Rescale the listing from the line containing "the silver sedan" down to the line containing "[[27, 122, 1252, 817]]", both included, by writing out only those lines again, requests and all, with each bounding-box coordinate in the answers multiplied by 1.85 and rounded to a whole number (halves up). Leave every number in the requests and their format samples unchanged.

++++

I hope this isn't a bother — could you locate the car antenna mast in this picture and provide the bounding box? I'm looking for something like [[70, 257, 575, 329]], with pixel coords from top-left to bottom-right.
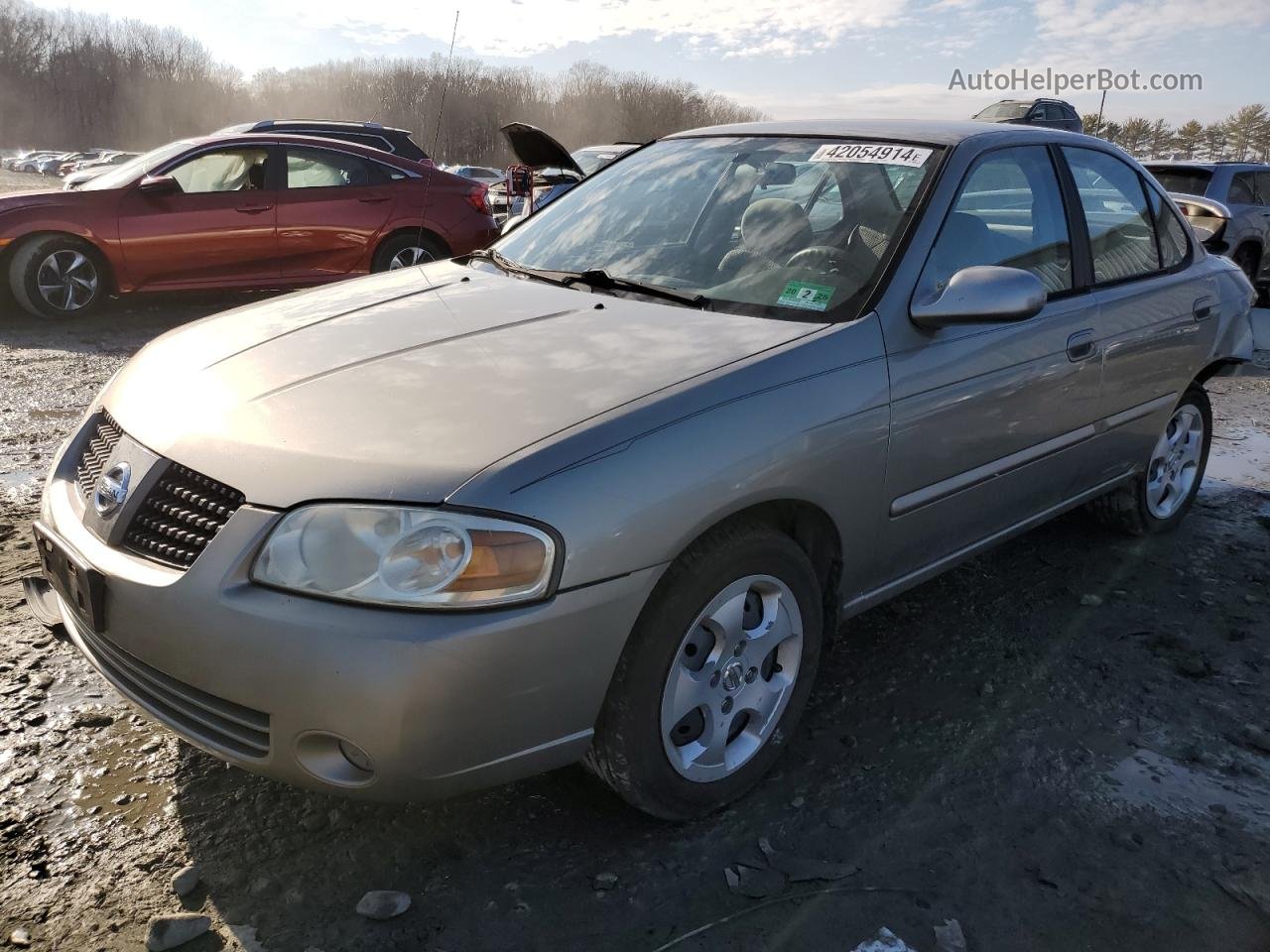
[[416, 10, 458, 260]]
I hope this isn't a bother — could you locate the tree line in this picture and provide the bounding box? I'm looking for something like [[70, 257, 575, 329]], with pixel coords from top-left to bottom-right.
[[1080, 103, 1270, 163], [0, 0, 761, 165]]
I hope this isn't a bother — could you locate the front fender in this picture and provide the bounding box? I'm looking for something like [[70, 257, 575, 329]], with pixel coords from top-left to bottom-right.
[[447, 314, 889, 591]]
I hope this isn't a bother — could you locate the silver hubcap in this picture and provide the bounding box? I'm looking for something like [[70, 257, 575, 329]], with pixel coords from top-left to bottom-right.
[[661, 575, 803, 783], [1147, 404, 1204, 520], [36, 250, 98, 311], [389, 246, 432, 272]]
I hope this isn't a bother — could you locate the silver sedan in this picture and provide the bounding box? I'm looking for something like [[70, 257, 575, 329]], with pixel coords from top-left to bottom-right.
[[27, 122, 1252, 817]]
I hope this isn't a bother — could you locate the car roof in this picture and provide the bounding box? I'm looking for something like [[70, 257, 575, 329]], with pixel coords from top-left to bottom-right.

++++

## FINISHED ANSWER:
I hope this isn't a bother — could you locate the silver sedan in this picture and provide the bounding box? I'm looking for something like [[70, 257, 575, 329]], with pixel coords from top-left to bottom-right.
[[50, 226, 2316, 1511]]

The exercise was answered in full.